* _Stated task_
Convert all the lines below into a JSON list of strings, one string per line, leaving out blank lines and any line that stands for a picture.

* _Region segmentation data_
========================================================================

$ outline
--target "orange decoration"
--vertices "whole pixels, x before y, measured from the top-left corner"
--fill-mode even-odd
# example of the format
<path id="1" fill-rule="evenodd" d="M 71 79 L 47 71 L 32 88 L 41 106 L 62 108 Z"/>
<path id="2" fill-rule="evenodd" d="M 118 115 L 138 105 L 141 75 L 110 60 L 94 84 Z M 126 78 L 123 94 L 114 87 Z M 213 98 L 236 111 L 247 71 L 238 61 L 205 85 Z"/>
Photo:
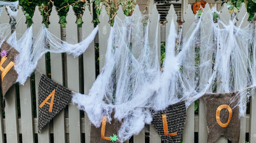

========================================================================

* _Response for this exercise_
[
  "$ outline",
  "--target \"orange decoration\"",
  "--vertices \"whole pixels, x before y, measured from the top-left corner\"",
  "--fill-mode even-odd",
  "# example of the format",
  "<path id=\"1\" fill-rule=\"evenodd\" d=\"M 71 79 L 47 71 L 32 88 L 41 106 L 62 108 Z\"/>",
  "<path id=\"2\" fill-rule=\"evenodd\" d=\"M 118 115 L 138 105 L 141 75 L 110 60 L 94 84 Z M 126 78 L 123 94 L 114 87 Z M 213 98 L 236 111 L 247 71 L 238 61 L 205 85 Z\"/>",
  "Photo:"
]